* [WRITTEN TASK]: Below are the records; reproduce all of them exactly but without any images.

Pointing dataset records
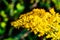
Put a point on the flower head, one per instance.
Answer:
(40, 22)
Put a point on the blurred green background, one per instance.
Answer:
(10, 10)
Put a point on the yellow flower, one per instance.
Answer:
(40, 21)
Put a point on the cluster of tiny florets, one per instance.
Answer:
(40, 22)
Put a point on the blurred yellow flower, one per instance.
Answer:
(40, 22)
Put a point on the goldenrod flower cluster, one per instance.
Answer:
(40, 22)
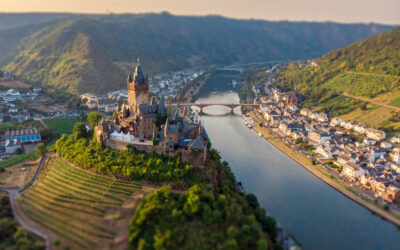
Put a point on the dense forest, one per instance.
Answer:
(212, 213)
(12, 236)
(367, 68)
(82, 53)
(86, 152)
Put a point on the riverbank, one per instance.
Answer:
(323, 175)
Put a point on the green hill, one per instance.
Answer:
(94, 52)
(361, 78)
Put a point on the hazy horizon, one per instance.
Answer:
(342, 11)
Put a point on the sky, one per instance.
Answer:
(347, 11)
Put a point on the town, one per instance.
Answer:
(166, 85)
(364, 157)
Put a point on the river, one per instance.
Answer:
(315, 213)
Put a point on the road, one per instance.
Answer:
(304, 160)
(365, 99)
(13, 193)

* [RESPONSE TO THE EXERCISE]:
Put a point on the flower head, one per instance.
Answer:
(40, 22)
Put a point on the blurred green background, one per instance.
Answer:
(10, 10)
Put a point on the yellow flower, one per instance.
Answer:
(40, 21)
Put a point on the cluster of tiny florets, one per instance.
Answer:
(40, 22)
Put a point on the blurred yellow flower, one per instance.
Answer:
(40, 22)
Put a point on the goldenrod flower cluster, one per instance.
Answer:
(40, 22)
Put a point on the dense forest, one per instance.
Answer:
(212, 213)
(12, 236)
(367, 68)
(82, 53)
(86, 152)
Put a point on the riverbank, one per instance.
Answer:
(323, 175)
Put a point on the green hill, one per instance.
Answer:
(94, 52)
(361, 78)
Put a point on the hazy horizon, one per instance.
Answer:
(342, 11)
Put a point on the sky, one per instance.
Answer:
(347, 11)
Put a point on the town, one per instance.
Answer:
(166, 85)
(364, 157)
Put a point on the river, one per instance.
Answer:
(315, 213)
Put a point on the road, one per instance.
Answer:
(304, 160)
(365, 99)
(13, 193)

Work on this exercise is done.